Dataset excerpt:
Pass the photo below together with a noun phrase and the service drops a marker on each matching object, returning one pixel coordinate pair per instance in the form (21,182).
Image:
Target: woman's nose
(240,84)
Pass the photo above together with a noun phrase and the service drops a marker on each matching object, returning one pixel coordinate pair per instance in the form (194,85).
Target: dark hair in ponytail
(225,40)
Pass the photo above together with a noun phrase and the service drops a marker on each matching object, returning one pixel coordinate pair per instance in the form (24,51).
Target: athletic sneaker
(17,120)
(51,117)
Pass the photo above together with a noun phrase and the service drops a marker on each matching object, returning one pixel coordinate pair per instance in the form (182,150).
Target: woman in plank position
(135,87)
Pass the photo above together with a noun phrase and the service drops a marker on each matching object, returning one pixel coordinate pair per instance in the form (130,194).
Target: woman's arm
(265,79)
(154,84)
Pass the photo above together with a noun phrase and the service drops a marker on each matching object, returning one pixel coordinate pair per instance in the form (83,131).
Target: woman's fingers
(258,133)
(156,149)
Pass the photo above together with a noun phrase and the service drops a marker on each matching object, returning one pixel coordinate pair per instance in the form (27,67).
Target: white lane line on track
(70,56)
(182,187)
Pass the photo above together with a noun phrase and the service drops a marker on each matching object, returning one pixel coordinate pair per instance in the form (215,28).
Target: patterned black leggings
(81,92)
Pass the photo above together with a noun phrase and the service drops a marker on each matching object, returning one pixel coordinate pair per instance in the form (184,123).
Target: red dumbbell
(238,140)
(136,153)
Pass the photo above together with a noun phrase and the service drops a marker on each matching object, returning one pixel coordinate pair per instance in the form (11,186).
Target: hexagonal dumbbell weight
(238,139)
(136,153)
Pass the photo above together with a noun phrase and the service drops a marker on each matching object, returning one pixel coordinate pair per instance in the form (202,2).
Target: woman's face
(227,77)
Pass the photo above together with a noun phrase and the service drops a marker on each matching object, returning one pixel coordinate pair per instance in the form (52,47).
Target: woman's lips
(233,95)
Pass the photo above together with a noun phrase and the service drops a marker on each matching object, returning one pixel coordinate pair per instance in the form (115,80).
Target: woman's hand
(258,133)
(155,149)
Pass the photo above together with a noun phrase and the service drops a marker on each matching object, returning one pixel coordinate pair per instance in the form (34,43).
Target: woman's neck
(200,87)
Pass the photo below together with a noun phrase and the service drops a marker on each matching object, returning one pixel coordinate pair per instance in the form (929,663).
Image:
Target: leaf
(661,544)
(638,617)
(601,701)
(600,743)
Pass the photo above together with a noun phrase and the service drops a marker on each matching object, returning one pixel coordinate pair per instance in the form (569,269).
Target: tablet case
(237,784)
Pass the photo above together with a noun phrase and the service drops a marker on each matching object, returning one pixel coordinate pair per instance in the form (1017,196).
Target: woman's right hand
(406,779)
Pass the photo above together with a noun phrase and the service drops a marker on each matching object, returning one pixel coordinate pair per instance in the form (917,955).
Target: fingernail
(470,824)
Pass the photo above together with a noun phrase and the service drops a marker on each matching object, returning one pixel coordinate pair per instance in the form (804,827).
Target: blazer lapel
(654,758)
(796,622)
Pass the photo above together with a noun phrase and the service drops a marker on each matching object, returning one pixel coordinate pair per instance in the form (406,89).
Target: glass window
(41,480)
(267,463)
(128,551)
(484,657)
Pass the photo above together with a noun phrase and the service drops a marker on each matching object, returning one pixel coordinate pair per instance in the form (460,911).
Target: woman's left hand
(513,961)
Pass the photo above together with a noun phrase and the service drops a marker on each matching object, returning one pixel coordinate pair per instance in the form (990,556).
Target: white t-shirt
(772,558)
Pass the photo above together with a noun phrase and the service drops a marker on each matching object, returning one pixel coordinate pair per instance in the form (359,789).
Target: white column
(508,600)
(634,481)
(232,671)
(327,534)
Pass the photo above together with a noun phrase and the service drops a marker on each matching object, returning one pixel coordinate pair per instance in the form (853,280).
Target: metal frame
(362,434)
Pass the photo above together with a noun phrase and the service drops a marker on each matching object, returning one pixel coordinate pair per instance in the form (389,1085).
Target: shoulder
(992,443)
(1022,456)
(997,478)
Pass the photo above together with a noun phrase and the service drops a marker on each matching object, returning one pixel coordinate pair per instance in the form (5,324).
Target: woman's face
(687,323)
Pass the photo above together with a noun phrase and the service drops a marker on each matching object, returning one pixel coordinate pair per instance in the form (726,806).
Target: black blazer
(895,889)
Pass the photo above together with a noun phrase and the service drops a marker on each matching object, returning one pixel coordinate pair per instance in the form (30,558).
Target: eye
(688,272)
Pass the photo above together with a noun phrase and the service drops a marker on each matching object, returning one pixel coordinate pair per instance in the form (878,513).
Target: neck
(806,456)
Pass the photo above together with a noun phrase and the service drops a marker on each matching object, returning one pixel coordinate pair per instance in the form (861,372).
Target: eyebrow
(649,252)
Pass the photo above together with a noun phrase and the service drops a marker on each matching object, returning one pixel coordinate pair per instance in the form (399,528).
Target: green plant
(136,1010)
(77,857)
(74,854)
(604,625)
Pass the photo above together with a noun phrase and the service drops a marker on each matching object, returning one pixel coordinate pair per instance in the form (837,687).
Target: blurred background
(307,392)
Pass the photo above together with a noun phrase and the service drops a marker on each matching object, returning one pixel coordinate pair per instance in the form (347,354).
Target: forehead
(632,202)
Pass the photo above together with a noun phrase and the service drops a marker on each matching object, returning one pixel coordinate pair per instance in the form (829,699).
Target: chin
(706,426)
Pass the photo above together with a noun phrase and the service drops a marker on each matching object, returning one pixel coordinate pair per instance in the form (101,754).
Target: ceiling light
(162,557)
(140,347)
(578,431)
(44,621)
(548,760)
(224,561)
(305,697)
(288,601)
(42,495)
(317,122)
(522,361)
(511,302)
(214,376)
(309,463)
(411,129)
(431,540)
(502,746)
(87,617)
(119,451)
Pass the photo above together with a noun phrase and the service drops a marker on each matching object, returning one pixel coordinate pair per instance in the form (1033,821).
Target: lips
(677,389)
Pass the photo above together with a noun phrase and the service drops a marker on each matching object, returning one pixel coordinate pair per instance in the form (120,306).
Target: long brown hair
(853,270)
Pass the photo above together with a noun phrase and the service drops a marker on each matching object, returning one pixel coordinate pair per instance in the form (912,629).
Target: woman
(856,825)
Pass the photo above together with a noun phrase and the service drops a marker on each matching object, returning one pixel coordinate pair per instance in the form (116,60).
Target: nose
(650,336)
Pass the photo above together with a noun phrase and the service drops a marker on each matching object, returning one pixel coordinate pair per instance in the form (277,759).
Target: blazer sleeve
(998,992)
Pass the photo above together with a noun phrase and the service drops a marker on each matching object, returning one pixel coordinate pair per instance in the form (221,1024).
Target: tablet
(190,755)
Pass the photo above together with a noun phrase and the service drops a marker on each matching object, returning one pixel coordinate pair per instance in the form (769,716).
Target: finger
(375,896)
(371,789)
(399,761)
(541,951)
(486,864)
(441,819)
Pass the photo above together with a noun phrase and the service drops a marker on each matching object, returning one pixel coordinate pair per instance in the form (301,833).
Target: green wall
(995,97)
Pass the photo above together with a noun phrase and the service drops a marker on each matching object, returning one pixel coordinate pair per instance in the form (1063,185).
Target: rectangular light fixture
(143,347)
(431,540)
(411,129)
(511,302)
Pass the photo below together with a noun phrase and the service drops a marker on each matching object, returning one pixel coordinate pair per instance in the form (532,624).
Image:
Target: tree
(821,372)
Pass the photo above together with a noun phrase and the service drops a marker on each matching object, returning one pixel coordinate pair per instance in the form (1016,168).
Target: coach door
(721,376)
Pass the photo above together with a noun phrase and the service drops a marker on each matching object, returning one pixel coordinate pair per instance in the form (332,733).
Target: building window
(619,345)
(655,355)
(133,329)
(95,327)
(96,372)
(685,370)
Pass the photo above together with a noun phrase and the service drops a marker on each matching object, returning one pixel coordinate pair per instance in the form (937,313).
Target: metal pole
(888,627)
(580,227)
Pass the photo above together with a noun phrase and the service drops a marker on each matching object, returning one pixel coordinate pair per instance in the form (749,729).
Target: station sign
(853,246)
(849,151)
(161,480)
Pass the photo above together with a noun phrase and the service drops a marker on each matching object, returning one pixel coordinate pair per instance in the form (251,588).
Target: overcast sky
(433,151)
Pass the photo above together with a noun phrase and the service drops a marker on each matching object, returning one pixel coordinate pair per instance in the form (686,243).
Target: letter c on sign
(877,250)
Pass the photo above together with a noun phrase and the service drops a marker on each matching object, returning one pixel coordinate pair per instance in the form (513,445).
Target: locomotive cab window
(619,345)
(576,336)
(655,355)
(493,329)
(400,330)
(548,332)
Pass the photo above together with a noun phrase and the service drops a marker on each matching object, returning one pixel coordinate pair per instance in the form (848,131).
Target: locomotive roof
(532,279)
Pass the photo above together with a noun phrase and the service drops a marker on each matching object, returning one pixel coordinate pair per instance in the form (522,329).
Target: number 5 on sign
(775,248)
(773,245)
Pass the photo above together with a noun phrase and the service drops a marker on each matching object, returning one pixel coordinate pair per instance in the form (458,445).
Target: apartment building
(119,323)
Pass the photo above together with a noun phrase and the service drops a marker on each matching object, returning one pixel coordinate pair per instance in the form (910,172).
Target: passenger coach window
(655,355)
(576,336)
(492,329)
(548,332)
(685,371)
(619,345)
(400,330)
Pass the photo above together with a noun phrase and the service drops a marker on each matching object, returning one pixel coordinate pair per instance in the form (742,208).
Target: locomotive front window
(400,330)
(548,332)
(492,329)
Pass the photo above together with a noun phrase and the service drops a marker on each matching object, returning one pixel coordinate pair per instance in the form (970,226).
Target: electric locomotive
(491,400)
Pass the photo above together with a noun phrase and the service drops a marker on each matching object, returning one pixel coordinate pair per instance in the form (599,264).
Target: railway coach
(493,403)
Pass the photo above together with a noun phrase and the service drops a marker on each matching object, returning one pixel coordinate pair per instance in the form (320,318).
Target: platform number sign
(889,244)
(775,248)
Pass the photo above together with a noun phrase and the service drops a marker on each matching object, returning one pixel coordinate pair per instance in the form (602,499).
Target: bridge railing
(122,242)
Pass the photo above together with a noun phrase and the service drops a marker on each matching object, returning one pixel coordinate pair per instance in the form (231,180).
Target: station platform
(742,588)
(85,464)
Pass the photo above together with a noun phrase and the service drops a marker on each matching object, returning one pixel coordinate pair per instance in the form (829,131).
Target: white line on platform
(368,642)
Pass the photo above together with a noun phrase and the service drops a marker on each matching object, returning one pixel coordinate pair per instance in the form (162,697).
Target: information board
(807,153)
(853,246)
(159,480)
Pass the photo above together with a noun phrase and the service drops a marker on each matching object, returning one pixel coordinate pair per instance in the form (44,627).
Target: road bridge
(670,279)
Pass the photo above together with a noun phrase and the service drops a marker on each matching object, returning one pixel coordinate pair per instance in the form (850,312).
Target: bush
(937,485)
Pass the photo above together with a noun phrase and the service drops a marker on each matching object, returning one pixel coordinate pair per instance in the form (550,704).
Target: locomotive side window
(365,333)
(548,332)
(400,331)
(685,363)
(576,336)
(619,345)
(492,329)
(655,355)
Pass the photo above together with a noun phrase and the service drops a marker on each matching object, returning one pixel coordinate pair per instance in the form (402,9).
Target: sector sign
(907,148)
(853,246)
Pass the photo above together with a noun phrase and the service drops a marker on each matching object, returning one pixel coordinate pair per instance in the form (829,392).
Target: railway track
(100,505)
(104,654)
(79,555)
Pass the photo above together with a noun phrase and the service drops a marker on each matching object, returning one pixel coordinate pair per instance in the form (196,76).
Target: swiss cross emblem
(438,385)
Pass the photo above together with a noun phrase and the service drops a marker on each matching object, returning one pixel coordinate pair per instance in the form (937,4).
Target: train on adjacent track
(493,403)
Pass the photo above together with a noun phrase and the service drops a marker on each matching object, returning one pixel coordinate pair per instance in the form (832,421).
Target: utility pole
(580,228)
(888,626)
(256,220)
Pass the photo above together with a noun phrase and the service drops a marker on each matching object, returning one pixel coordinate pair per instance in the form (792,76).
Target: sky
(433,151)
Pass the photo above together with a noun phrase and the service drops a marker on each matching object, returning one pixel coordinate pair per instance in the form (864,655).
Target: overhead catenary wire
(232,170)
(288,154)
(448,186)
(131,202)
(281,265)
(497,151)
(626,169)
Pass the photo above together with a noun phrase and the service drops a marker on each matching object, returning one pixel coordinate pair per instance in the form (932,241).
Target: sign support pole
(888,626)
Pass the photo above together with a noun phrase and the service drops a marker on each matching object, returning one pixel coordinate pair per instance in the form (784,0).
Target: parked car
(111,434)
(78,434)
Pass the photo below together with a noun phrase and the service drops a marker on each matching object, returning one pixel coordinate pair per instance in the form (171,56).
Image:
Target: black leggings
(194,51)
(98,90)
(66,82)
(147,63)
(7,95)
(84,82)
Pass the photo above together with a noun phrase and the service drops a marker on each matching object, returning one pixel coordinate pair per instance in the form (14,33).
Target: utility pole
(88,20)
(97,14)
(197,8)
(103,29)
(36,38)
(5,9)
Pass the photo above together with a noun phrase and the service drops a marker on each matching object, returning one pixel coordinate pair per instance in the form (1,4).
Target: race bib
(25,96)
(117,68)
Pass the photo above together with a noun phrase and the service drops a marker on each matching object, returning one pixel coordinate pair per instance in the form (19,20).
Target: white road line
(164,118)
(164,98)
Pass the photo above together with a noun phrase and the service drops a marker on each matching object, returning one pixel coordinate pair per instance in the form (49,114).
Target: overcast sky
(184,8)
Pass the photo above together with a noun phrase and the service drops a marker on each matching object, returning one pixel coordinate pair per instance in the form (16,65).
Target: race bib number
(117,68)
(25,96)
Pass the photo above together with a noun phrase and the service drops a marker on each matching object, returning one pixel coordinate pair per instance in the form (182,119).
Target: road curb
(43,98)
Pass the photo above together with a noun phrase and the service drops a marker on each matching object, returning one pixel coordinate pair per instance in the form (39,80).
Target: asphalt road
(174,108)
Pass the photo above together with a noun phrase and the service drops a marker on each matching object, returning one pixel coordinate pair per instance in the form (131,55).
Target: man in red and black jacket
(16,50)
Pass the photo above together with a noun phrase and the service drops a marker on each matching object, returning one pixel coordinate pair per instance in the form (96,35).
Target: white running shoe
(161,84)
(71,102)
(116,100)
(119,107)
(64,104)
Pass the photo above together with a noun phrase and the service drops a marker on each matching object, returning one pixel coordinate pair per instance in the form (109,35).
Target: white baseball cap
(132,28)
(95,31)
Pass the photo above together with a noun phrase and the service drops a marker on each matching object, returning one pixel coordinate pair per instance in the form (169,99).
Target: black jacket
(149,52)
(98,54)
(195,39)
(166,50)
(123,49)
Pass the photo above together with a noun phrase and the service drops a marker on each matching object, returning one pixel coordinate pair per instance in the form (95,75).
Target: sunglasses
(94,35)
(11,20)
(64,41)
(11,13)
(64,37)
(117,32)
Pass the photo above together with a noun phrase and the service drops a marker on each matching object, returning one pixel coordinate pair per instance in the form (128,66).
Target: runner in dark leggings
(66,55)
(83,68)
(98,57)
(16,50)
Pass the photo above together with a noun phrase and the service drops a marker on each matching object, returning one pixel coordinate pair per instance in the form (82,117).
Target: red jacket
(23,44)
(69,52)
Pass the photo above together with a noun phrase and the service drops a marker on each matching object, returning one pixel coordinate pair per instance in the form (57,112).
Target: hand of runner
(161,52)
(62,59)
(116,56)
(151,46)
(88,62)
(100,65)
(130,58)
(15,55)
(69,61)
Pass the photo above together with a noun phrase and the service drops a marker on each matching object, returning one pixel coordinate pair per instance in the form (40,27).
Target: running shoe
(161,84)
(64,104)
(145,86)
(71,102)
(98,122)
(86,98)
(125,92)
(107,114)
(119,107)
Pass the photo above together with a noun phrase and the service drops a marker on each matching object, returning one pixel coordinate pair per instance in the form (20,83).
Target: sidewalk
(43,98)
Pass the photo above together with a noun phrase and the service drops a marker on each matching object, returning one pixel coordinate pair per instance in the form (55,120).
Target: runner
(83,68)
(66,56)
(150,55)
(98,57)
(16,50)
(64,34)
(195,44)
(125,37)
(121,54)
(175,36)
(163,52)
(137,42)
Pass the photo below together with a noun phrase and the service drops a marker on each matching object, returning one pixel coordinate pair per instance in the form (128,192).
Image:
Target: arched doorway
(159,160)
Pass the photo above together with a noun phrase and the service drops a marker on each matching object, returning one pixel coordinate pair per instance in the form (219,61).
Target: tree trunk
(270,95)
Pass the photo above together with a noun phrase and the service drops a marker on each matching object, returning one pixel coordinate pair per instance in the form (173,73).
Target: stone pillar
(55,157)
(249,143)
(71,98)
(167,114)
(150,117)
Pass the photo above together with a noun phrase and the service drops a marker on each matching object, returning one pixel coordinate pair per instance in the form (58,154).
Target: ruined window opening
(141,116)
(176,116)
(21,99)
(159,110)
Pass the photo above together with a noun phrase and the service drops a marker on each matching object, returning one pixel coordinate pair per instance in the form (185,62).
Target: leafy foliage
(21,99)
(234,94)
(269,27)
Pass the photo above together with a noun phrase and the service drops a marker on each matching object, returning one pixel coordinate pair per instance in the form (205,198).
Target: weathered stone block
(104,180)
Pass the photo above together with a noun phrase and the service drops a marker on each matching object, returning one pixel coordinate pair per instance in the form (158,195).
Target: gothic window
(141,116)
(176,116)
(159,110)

▸ **GIVEN INSTRUCTION**: Give the lines exactly as they stand, from the line with "the form (219,61)." through the end of the material.

▸ **EXPECTED ANSWER**:
Pass the photo above together with a noun phrase and the service drops a marker on each matching object, returning one pixel coordinate pair per instance in the form (219,61).
Target: tree trunk
(270,95)
Pass the photo above together with a noun phrase and the service drops a marker on each matching object, returning one pixel coordinate pair per instance in the form (173,73).
Target: stone pillar
(55,157)
(249,143)
(71,98)
(167,114)
(150,117)
Pass the photo above together with a noun phrase and the service drops a marker on each matching object, returning one pixel coordinate pair per instance in the form (58,154).
Target: ruined window opening
(141,116)
(176,116)
(21,99)
(159,110)
Pass the photo above together with a noun phrase and the service drops a marker on each matching object, returning one pixel coordinate pair per instance in the form (185,62).
Target: leafy foliage
(21,99)
(234,94)
(269,27)
Pass the photo above together with a noun phrase and the service drops a marker on each matching object, returning one pixel coordinate pair per instance in the form (205,198).
Target: weathered stone block
(104,180)
Pass the photo above together with a noun phrase and the service drops a marker on each matching object, returning one pixel coordinate pair per instance in the form (158,195).
Target: gothic window
(141,116)
(176,116)
(159,110)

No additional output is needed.